> Document
====

Le deuxième recueil se veut moins anecdotique : la fable intitulée les Animaux malades de la peste prétend rien moins qu'à une peinture sociale complète. Progressivement, les fables ne sont plus seulement des histoires destinées à éduquer les enfants en les amusant : elles deviennent en quelque sorte le livre de méditation de La Fontaine.

Le dernier recueil couronne l'ensemble : certaines très belles fables peuvent se lire comme l'exposé poétique d'une philosophie de l'existence.

1.3. Le cadre spatio-temporel

Comme les contes, les fables sont généralement situées dans une époque vague et dans des lieux peu déterminés (la ville, les champs).

On y trouve pourtant certains détails de la vie du XVIIe siècle : allusion au roi, aux courtisans et à l'Église.

La Fontaine se moque du pape Innocent XI, qui n'était pas le fils d'un « planteur de choux », mais d'un banquier (VII, 11).

Ami du ministre Fouquet, il ne perd pas une occasion d'attaquer Colbert : Fouquet est la cigale, Colbert la fourmi, mais aussi la Grenouille jalouse qui cherche à avoir une fortune aussi grande que celle de Fouquet (la Grenouille qui voulait se faire aussi grosse que le bœuf).

====

> Entrées de données

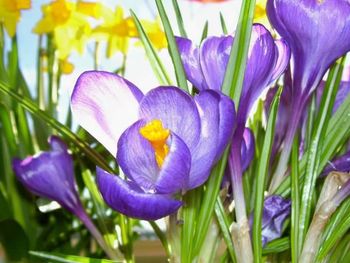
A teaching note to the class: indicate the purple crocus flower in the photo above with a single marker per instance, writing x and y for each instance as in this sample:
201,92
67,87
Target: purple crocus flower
276,210
165,142
51,175
318,33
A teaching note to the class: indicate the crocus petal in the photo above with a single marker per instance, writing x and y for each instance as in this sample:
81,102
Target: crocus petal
136,157
214,56
275,212
217,115
320,35
173,175
177,111
105,104
247,148
190,58
50,175
340,164
128,199
283,57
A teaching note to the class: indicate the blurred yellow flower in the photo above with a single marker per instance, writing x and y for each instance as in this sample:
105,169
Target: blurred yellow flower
10,13
68,22
260,14
117,31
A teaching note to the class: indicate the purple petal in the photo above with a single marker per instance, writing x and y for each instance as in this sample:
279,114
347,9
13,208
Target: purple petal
105,104
127,198
214,56
247,148
190,59
50,175
283,57
177,111
174,173
275,212
136,157
339,164
317,32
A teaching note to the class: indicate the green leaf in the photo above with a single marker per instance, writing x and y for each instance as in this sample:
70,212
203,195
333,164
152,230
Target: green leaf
32,108
13,239
313,156
223,24
212,188
57,257
180,22
261,176
224,224
294,236
156,63
172,46
234,75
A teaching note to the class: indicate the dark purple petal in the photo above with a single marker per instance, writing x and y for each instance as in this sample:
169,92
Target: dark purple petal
214,56
50,175
136,157
174,173
105,104
339,164
261,68
127,198
247,148
190,58
275,212
177,111
318,32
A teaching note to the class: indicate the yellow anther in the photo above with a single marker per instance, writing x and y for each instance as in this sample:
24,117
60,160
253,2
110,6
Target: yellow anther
155,133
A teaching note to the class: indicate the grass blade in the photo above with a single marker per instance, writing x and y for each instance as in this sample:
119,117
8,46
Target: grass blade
151,53
34,109
180,22
172,46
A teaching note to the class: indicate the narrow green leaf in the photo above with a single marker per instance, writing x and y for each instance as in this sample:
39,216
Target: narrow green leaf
205,31
223,24
277,246
295,248
212,188
233,82
263,169
180,22
314,156
174,52
224,224
151,53
32,108
57,257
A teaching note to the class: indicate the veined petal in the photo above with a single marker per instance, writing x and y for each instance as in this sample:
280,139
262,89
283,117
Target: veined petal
50,175
214,56
105,105
177,111
190,59
128,199
136,157
174,173
283,57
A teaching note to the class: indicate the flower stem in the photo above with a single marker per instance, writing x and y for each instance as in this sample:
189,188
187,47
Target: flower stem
97,235
240,231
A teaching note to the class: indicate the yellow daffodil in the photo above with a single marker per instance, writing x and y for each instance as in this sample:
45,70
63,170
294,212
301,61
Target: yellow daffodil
68,22
10,13
117,31
260,13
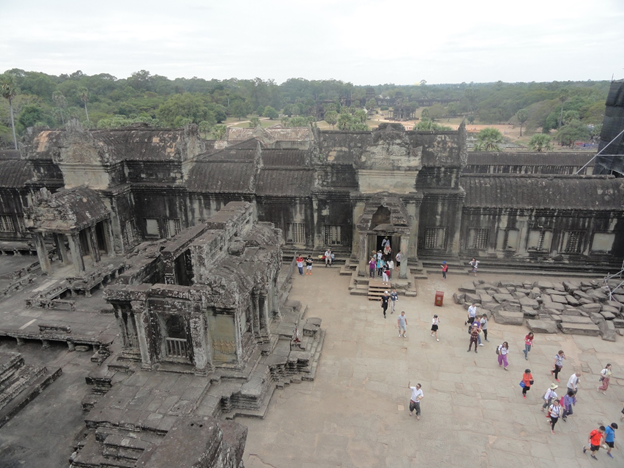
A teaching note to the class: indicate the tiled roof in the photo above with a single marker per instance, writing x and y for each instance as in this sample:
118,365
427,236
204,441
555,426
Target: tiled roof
565,192
15,173
285,182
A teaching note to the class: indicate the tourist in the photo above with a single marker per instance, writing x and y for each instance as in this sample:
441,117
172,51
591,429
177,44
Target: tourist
384,302
472,313
435,323
417,395
553,413
567,402
549,396
528,342
605,377
391,266
484,326
474,336
328,256
300,264
573,382
380,264
610,437
502,352
394,297
527,380
595,438
558,364
402,323
474,264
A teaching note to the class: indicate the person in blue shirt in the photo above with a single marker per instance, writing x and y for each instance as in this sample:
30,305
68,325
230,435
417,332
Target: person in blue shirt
610,437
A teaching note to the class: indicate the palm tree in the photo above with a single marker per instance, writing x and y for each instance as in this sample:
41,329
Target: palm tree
84,97
8,89
61,103
522,116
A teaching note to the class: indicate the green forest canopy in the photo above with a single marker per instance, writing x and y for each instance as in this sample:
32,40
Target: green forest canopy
160,101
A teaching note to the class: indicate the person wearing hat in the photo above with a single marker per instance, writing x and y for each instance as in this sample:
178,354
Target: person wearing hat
549,396
384,302
474,336
610,437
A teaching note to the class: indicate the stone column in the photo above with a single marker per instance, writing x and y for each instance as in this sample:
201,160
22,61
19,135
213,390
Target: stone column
404,256
201,351
76,250
59,240
108,238
141,316
93,247
42,253
363,263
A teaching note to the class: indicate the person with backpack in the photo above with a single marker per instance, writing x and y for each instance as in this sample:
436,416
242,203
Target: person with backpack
553,413
502,352
549,396
527,381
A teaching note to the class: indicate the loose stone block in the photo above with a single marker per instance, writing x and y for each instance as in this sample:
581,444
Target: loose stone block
508,318
542,326
607,330
525,301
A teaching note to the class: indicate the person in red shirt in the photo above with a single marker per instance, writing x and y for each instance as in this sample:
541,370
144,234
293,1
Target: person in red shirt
595,437
527,380
528,342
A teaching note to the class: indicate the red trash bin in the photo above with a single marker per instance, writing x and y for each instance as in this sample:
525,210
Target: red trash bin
439,298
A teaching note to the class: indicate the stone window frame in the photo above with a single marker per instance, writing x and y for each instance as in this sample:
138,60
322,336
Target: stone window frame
335,238
7,223
295,233
573,241
434,238
480,238
593,237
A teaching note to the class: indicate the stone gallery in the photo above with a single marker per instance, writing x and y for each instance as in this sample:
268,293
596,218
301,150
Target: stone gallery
191,241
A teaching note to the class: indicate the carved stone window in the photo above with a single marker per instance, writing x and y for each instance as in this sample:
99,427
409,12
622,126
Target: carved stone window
478,239
435,238
6,223
296,233
333,235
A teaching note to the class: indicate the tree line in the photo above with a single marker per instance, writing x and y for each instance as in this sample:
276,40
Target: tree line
572,109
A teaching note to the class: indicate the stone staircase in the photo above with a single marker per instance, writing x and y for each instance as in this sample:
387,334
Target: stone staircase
20,383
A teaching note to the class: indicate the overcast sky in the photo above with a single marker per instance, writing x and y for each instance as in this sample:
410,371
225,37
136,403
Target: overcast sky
361,41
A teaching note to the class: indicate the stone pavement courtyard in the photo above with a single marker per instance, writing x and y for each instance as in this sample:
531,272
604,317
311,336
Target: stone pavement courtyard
355,414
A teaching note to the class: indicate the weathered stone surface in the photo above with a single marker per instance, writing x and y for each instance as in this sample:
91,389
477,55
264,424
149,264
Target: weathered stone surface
588,329
553,305
607,330
593,307
542,326
473,298
572,301
501,298
468,286
508,318
607,315
525,301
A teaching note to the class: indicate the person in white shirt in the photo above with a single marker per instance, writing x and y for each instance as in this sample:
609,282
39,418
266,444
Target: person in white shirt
573,382
417,395
549,396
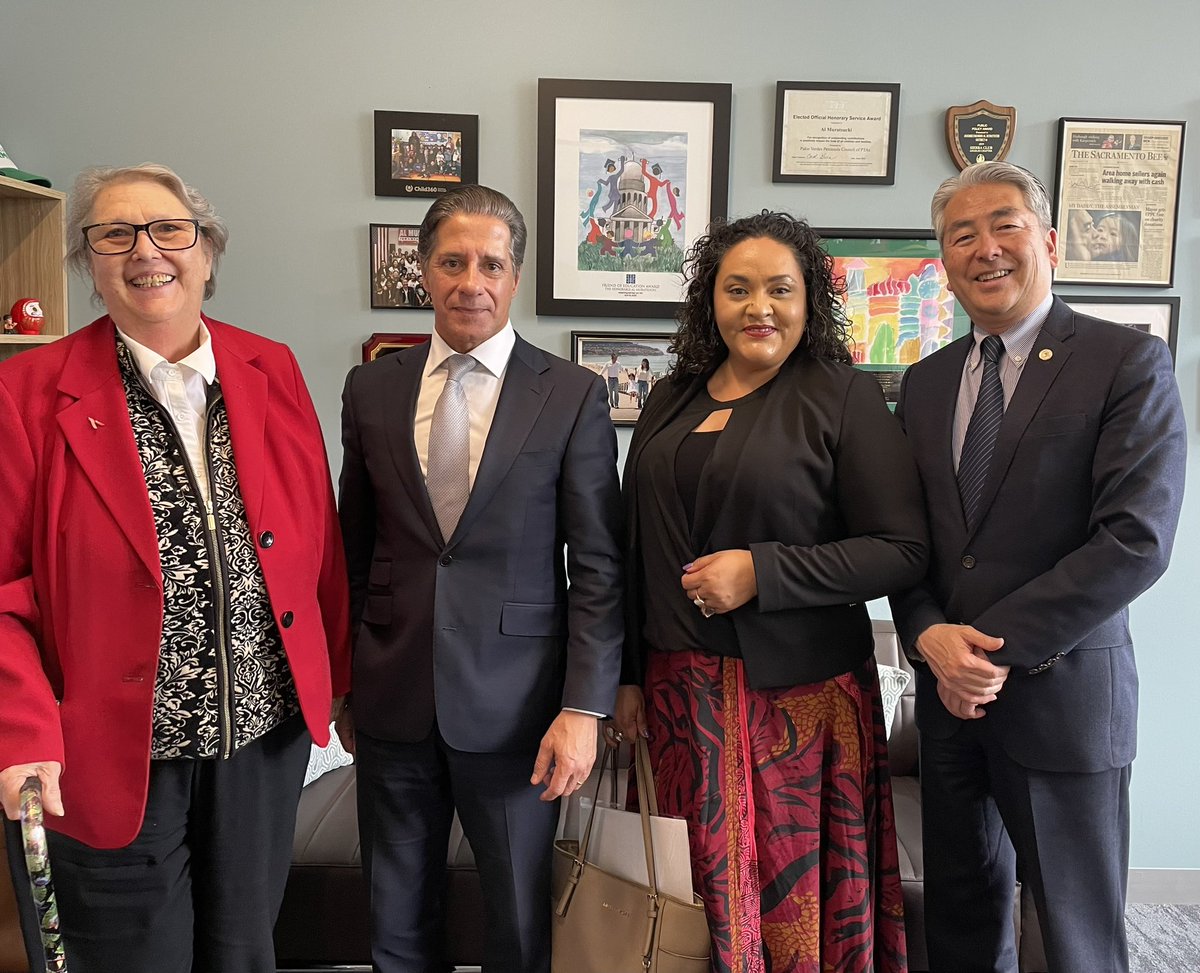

====

> Consigne
Prolongez le texte sur les fables de La Fontaine en reprenant juste après sa dernière phrase. Les entrées forment un matériau à part, indépendant du texte sur les fables de La Fontaine.

> Réponse rédigée
Dans certaines fables, il transpose des faits divers qui sont réellement arrivés, par exemple l'histoire de deux dames qui se sont refusées pendant cinq heures le passage en carrosse dans une rue étroite de Paris (XII, 4).

2. Les thèmes principaux

2.1. Les animaux

« Je me sers d'animaux pour instruire les hommes », écrivait La Fontaine. Grâce au caractère qu'il attribue à chaque animal, il laisse deviner qui il met en cause.

Le Lion représente le pouvoir du roi, le Chat, l'hypocrite, le Renard, le rusé. Principaux acteurs des fables, les animaux parlent et s'animent sous les yeux du lecteur. La Fontaine les peint avec des détails expressifs (la maigreur du loup, le « col pelé » du chien, le « long bec emmanché d'un long cou » de la cigogne, la tortue qui avance à un « train de sénateur », etc.).

Tous sont présents : animaux sauvages et domestiques, grosses et petites bêtes, gentilles (l'âne, l'agneau) et féroces (lion, loup…) Mais La Fontaine ne cherche pas à écrire une encyclopédie du monde animal (le corbeau ne mange pas de fromage et la cigale ne chante pas !) : ce qui lui importe, c'est de donner de la vivacité et la plus grande variété possible à son univers.

2.2. La société

La Fontaine dresse un large panorama de la société de son temps. Il peint à la fois les grands (le roi et les courtisans) et les petits (les paysans, les artisans).

Le roi est critiqué : incarné par le lion, il se montre orgueilleux, tout puissant et souvent injuste. On redoute sa cruauté (le Lion, le Loup et le Renard) même s'il sait parfois se montrer généreux (le Lion et le Rat).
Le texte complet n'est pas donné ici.